__Records provided__:
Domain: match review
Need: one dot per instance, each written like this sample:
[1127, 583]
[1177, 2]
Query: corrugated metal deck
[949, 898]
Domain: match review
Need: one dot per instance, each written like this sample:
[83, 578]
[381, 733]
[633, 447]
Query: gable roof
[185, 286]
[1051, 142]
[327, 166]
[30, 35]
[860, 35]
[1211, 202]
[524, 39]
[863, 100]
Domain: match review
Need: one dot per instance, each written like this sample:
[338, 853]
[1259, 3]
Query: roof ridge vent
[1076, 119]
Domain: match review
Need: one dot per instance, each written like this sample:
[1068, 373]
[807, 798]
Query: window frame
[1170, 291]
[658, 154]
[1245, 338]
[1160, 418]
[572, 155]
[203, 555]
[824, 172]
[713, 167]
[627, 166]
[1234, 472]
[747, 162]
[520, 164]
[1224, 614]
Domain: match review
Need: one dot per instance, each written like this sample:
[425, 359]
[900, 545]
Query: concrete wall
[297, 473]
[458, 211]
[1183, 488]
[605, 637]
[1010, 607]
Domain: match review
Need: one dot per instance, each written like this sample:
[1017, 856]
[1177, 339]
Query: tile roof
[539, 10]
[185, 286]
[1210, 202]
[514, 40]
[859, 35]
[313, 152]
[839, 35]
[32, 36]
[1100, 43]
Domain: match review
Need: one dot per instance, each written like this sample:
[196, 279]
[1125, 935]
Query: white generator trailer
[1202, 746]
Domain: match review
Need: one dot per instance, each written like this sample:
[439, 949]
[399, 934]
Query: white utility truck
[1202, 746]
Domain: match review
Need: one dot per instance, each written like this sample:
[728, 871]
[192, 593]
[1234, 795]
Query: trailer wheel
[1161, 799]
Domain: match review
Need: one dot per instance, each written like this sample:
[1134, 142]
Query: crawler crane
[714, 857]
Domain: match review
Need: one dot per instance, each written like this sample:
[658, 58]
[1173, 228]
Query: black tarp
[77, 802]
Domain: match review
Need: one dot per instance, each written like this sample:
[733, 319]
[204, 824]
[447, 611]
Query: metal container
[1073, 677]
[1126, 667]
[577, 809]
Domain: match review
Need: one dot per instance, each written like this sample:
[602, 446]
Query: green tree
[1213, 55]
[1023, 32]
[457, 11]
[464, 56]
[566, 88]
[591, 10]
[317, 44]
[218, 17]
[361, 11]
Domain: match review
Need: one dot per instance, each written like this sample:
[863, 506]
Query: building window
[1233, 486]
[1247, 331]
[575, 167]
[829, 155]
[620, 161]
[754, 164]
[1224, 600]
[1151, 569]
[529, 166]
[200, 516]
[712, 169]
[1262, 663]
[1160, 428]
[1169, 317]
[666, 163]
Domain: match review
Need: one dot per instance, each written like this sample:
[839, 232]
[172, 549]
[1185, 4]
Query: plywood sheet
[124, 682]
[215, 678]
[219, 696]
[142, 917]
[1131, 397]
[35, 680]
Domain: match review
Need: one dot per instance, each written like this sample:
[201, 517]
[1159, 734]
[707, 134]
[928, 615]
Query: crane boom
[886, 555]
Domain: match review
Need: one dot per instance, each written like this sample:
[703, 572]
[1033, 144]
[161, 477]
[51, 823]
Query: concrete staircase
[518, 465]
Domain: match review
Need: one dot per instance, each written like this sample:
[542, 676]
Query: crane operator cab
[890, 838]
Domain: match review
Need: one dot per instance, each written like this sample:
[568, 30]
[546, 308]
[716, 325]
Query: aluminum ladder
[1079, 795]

__What this task involves__: From the entries above, copy out every line that contains the word "crane", one per line.

__Solution__:
Query: crawler crane
Query: crane boom
Query: crane operator cab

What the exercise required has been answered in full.